▶ [Stated problem A] In the Julia types extract below, condense the paragraph beginning "However, when multiple types share" into a short bulleted list that keeps its main facts.
▶ [Stated problem B] Translate this sentence from the Julia types extract into Spanish: "Also, note that there are no private fields in a Julia type (like Python, unlike C++ or Java)."

-- start of Extract to read --

Julia types can be immutable or mutable.

Immutable means that, once created, the fields of an object cannot be changed. They are defined with the following syntax:

struct Point
  x
  y
  z
end
p = Point(0.0, 0.0, 0.0)
Point(0.0, 0.0, 0.0)
p.x = 1.0
LoadError: setfield!: immutable struct of type Point cannot be changed

Mutable means that the fields of an object can be modified after creation. The definition is similar, just needs to add the keyword mutable

mutable struct mPoint
  x
  y
  z
end
mp = mPoint(0.0, 0.0, 0.0)
mPoint(0.0, 0.0, 0.0)
mp.x = 1.0
mp
mPoint(1.0, 0.0, 0.0)

We can always check the type of an object with the function typeof

typeof(p)
Point

If you forget the fields of a type, try to using fieldnames in the type (not the object). It will return the name of all the fields it contains (the “:” in front of each name can be ignored)

fieldnames(Point)
(:x, :y, :z)

Note that, for performance reasons, the type of each field should be annotated in the type definition as in:

struct pPoint
  x::Float64
  y::Float64
  z::Float64
end
pPoint(1.0, 2.0, 3.0)
pPoint(1.0, 2.0, 3.0)

Also, note that there are no private fields in a Julia type (like Python, unlike C++ or Java).

Methods

Methods are functions with the same name but specialized for different types.

Methods are automatically created by specifying the type of (some of) the arguments of a function, like in the following example

function dist(p1::pPoint, p2::pPoint)
    dx = p1.x - p2.x
    dy = p1.y - p2.y
    dz = p1.z - p2.z
    sqrt(dx^2 + dy^2 + dz^2)
end
dist (generic function with 1 method)
p1 = pPoint(1.0, 0.0, 0.0)
p2 = pPoint(0.0, 1.0, 0.0)
dist(p1, p2)
1.4142135623730951

Note that this function will not work for mPoints

mp1 = mPoint(1.0, 0.0, 0.0)
mp2 = mPoint(0.0, 1.0, 0.0)
dist(mp1, mp2)
LoadError: MethodError: no method matching dist(::mPoint, ::mPoint)

So we need to define dist for mPoint as arguments, or use inheritance (see below).

Abstract types

Types cannot inherit from other types.

However, when multiple types share analogus functionality, it is possible to group them by “abstract types” from which they can inherit. Note that abstract types do not contain any fields, so inheritance only works for methods. “abstract types are defined by how they act” (C. Rackauckas)

-- end of Extract to read --
-- start of Dataset records --

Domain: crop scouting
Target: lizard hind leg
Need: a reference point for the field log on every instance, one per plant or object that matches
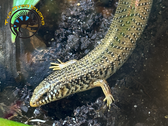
(106, 90)
(60, 65)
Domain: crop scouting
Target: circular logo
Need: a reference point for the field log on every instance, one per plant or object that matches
(24, 20)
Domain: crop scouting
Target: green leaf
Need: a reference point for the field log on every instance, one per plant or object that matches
(5, 122)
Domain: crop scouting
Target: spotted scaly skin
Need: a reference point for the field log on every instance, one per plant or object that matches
(92, 70)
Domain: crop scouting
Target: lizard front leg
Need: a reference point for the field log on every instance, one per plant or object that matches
(106, 90)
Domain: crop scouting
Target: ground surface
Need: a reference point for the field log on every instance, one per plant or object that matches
(140, 87)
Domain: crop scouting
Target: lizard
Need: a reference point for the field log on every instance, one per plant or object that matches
(102, 62)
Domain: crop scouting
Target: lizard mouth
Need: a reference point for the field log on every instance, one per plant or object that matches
(42, 100)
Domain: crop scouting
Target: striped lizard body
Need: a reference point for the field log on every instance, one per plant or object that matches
(92, 70)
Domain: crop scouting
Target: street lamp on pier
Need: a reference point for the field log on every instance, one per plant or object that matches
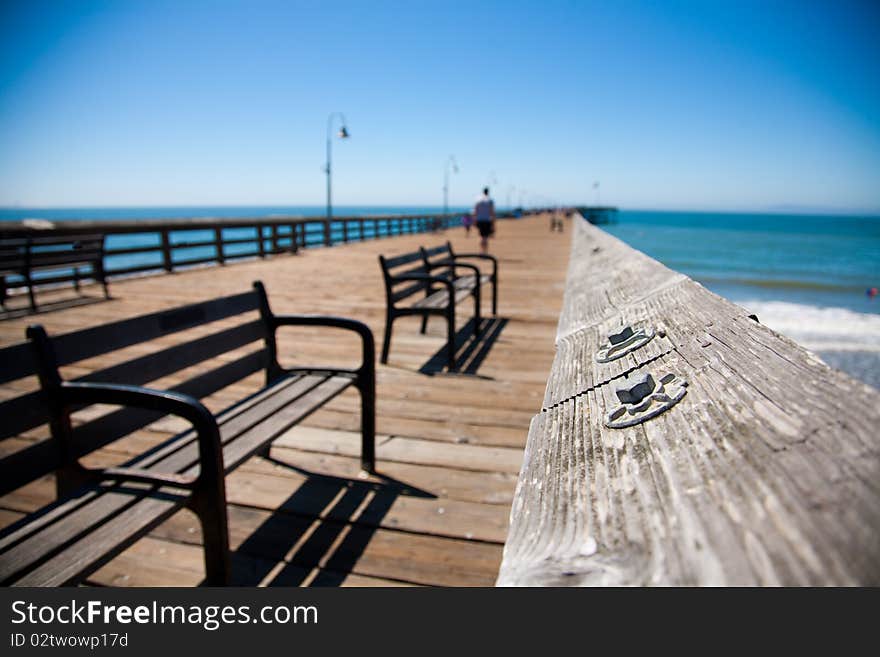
(450, 162)
(342, 134)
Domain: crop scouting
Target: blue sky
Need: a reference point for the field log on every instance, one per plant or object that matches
(670, 105)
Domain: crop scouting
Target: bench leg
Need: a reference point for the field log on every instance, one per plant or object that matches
(31, 297)
(450, 345)
(386, 341)
(477, 319)
(210, 507)
(368, 426)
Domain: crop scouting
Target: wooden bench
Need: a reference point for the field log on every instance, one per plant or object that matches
(407, 276)
(22, 256)
(100, 512)
(446, 260)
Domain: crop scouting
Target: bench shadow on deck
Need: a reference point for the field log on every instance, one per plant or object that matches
(298, 540)
(470, 350)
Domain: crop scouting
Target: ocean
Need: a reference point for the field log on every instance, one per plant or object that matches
(805, 276)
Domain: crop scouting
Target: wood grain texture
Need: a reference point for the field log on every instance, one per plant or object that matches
(766, 473)
(449, 449)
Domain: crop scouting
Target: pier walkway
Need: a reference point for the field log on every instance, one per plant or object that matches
(449, 446)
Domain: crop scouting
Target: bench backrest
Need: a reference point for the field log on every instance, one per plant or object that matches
(26, 460)
(19, 254)
(438, 259)
(403, 265)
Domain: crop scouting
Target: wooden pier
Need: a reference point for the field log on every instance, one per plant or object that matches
(765, 472)
(449, 446)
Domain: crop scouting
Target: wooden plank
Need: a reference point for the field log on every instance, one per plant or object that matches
(426, 450)
(406, 450)
(765, 473)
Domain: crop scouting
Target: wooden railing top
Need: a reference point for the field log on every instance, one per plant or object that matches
(138, 225)
(765, 472)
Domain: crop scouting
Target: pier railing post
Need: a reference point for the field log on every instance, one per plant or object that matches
(218, 245)
(167, 264)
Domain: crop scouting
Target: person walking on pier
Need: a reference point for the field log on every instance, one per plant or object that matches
(484, 213)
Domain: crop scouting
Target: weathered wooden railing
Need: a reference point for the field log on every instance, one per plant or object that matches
(148, 245)
(767, 471)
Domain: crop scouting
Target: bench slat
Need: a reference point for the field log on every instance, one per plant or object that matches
(59, 550)
(43, 457)
(73, 347)
(27, 411)
(405, 259)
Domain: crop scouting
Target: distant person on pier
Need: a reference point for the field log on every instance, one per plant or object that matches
(468, 221)
(484, 213)
(556, 220)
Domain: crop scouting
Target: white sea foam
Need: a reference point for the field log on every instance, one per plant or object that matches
(819, 329)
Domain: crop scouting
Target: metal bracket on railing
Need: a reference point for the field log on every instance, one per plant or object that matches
(642, 398)
(623, 342)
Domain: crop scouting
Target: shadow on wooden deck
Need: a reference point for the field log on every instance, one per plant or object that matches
(48, 306)
(328, 520)
(470, 350)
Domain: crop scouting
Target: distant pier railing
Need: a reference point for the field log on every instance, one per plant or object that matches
(138, 246)
(681, 442)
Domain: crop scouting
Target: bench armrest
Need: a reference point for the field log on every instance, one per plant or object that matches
(481, 256)
(455, 265)
(423, 277)
(367, 370)
(172, 403)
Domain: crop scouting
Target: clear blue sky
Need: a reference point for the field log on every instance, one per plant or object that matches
(690, 105)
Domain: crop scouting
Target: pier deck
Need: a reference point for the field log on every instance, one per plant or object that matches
(449, 445)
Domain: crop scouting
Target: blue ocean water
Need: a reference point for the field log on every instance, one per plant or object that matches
(805, 276)
(184, 255)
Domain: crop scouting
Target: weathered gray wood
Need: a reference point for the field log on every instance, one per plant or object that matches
(765, 473)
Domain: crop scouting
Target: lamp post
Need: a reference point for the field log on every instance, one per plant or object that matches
(342, 134)
(450, 161)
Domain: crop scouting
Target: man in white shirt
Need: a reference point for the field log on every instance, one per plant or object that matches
(484, 213)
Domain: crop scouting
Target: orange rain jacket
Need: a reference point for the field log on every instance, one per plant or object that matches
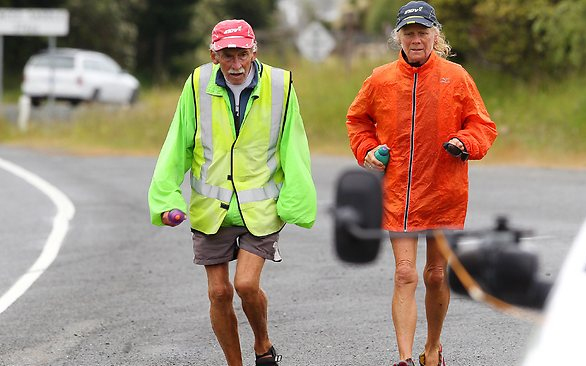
(414, 110)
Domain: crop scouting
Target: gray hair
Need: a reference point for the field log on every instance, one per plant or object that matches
(441, 46)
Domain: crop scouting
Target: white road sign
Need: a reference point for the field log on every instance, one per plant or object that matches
(315, 42)
(34, 22)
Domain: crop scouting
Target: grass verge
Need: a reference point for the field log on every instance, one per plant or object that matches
(539, 123)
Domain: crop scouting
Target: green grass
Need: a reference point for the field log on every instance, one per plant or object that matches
(539, 123)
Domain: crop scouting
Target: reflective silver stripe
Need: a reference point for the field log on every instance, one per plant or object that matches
(205, 118)
(271, 190)
(210, 191)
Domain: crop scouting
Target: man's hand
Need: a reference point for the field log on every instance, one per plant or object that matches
(172, 218)
(371, 162)
(456, 148)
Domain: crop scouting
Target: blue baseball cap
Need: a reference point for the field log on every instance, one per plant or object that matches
(416, 12)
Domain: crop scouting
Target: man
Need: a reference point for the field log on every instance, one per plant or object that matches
(238, 129)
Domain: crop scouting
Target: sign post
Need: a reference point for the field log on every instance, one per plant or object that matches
(30, 22)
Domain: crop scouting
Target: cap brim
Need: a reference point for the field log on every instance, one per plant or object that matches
(236, 42)
(415, 20)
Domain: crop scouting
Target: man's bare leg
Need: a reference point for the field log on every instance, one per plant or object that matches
(222, 315)
(254, 300)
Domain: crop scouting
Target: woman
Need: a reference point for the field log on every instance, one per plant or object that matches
(413, 106)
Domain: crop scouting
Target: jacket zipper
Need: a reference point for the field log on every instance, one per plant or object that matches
(411, 153)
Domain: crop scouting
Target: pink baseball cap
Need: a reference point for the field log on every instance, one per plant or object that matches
(233, 33)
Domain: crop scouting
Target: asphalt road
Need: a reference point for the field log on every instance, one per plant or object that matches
(123, 292)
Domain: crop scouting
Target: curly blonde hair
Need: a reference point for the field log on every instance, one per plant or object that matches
(441, 46)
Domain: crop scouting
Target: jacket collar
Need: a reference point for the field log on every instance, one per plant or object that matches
(406, 67)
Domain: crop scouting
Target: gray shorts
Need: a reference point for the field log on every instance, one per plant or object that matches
(223, 246)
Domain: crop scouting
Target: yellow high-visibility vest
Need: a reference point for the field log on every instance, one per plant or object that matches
(247, 165)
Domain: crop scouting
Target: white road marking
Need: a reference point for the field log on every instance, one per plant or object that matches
(65, 212)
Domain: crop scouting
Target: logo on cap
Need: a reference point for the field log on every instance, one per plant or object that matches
(233, 33)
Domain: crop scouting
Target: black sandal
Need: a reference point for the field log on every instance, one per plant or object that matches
(270, 358)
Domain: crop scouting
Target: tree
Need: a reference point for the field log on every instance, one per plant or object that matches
(165, 35)
(523, 38)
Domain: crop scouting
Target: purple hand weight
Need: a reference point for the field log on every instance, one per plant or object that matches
(176, 216)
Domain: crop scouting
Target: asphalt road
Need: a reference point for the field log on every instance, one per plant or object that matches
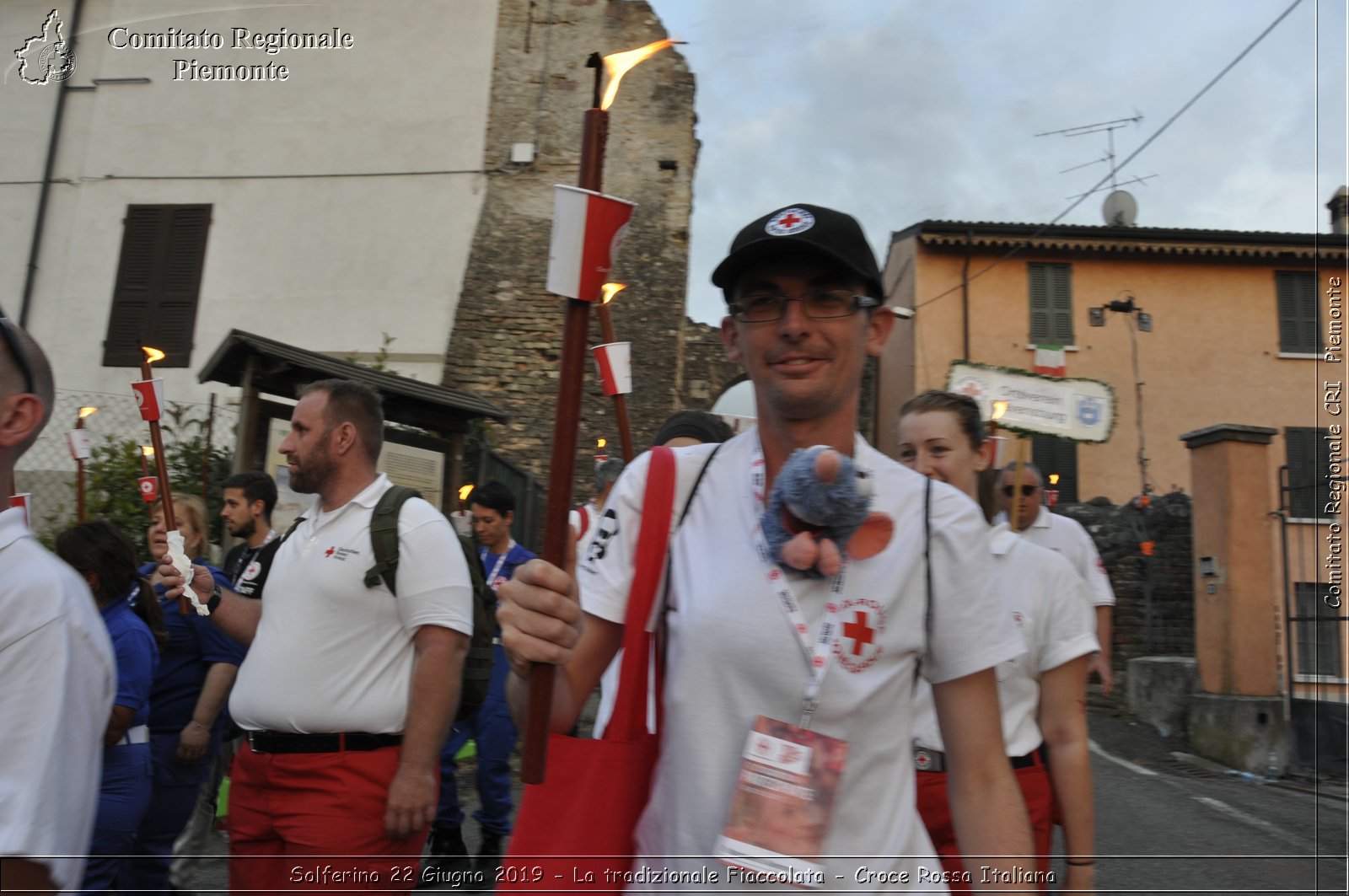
(1164, 824)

-- end of Dataset records --

▶ [Task result A]
- Types with similar functionality can be grouped under abstract types, and they can inherit from them.
- Abstract types hold no fields, so inheritance applies only to methods.
- C. Rackauckas is quoted: "abstract types are defined by how they act."

▶ [Task result B] Además, tenga en cuenta que no hay campos privados en un tipo de Julia (como en Python, a diferencia de C++ o Java).